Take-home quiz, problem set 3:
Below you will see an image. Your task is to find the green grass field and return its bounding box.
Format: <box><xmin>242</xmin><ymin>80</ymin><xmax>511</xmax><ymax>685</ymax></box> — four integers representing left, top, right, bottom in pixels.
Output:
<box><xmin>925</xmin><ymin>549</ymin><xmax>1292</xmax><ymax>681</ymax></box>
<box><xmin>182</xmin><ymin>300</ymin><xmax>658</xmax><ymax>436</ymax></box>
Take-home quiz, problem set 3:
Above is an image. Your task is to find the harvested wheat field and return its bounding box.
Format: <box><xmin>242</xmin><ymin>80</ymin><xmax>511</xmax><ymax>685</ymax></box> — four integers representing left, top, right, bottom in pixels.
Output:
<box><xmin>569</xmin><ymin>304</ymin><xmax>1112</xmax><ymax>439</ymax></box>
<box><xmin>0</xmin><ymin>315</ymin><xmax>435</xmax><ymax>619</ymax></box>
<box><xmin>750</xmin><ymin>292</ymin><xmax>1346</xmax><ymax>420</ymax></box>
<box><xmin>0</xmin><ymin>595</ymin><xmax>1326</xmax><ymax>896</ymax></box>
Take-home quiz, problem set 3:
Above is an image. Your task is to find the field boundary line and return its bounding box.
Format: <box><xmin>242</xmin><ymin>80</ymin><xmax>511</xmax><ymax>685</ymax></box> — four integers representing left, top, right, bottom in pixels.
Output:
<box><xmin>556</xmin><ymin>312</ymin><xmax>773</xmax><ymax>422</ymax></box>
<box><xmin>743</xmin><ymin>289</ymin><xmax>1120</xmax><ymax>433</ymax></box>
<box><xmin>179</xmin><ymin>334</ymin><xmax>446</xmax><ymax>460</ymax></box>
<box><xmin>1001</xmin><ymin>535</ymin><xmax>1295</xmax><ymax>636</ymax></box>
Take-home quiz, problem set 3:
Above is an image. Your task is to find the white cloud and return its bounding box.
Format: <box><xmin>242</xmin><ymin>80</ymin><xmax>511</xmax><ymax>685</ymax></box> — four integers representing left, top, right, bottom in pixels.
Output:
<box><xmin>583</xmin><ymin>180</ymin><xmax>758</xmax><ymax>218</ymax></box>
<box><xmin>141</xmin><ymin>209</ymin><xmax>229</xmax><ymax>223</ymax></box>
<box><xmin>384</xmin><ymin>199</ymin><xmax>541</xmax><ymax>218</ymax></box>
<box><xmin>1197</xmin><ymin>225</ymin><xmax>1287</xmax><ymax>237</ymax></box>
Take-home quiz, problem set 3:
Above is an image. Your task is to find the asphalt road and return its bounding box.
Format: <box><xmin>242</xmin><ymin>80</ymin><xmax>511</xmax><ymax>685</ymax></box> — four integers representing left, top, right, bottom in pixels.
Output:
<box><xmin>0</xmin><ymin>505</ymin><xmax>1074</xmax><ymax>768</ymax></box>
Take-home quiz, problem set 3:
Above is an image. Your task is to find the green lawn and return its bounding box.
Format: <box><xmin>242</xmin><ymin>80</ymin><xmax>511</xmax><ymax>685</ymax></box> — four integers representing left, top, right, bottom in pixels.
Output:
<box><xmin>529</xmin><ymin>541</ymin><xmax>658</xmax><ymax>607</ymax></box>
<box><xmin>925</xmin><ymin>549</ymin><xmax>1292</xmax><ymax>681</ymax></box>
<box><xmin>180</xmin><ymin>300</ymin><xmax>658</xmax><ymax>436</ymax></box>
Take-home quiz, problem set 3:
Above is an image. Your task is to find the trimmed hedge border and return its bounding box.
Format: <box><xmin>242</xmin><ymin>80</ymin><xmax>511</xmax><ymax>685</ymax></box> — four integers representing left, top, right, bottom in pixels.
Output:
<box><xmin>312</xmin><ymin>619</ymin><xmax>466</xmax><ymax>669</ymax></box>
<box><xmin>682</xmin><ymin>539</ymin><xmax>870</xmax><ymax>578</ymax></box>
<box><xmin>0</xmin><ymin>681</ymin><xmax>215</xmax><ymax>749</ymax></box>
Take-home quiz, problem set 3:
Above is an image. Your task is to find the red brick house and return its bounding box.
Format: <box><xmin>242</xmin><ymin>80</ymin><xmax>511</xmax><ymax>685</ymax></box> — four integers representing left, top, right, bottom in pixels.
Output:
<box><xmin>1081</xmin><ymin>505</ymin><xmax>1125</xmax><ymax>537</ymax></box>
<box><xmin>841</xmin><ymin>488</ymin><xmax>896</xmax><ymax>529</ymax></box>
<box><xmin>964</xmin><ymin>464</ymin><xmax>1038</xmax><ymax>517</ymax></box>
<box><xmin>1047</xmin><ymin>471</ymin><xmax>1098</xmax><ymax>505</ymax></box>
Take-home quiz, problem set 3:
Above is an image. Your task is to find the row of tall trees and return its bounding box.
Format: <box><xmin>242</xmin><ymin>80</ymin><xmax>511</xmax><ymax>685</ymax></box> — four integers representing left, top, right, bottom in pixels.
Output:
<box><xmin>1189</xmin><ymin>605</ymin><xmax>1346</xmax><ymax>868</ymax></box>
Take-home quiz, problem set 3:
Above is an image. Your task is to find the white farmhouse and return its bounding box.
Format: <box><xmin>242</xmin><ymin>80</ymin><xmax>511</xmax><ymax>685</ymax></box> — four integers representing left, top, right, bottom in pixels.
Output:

----------------------------------------

#### What is expected:
Show each line of the records that contains the word "green", with case counting.

#### Answer to the task:
Below you will see an image. Your task is to find the green grass field and return its bounding box.
Above is an image. Your task is to find the green lawn and return its bounding box.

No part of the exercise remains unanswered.